### Extracted material

● ● ●

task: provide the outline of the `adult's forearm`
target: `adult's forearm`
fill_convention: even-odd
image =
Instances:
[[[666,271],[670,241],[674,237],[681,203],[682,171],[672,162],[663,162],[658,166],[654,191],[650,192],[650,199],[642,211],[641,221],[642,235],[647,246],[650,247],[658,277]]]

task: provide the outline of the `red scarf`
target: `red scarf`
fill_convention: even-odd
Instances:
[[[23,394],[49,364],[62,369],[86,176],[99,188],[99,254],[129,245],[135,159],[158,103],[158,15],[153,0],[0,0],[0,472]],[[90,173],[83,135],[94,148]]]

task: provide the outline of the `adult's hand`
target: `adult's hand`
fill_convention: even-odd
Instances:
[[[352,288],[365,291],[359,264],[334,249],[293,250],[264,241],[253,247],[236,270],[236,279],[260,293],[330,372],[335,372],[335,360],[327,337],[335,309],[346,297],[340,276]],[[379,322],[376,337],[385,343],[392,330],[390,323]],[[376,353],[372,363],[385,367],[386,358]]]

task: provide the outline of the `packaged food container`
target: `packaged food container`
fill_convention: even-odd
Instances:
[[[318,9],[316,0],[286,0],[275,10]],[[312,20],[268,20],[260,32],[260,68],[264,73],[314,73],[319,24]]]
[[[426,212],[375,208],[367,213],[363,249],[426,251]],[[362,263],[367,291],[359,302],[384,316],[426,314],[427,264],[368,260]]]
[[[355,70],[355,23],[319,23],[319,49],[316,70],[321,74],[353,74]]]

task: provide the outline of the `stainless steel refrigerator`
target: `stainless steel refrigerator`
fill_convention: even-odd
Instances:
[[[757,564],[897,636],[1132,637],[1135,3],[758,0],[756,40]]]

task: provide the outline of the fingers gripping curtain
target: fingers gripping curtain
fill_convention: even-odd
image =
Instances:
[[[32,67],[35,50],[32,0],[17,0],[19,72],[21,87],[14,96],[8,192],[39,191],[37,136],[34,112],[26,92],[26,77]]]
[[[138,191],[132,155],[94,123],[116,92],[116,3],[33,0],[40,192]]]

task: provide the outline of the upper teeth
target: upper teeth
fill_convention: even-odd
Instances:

● ● ●

### Problem to solve
Please copy the rows again, starting at the line that has "task: provide the outline of the upper teeth" and continuing through the end of the rows, with "lower teeth" substituted for "upper teeth" and everything else unchanged.

### Output
task: provide the outline of the lower teeth
target: lower teeth
fill_convention: even-odd
Instances:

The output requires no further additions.